◆ Exercise details ◆
Return every line below in which "output" appears.

----- Dataset extract -----

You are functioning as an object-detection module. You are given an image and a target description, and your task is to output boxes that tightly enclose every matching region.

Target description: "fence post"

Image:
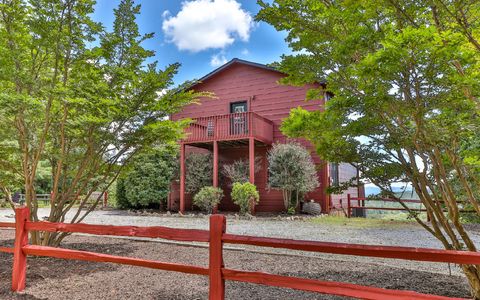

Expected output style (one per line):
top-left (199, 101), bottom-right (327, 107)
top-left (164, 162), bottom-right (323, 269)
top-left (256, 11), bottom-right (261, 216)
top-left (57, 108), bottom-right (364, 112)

top-left (12, 207), bottom-right (30, 292)
top-left (209, 214), bottom-right (226, 300)
top-left (103, 191), bottom-right (108, 208)
top-left (347, 194), bottom-right (351, 218)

-----

◆ Result ◆
You are functioning as an object-detection module. You are given an image and a target description, and your task is to output boxes that tightly enclose every matching region.
Expected output style (one per line):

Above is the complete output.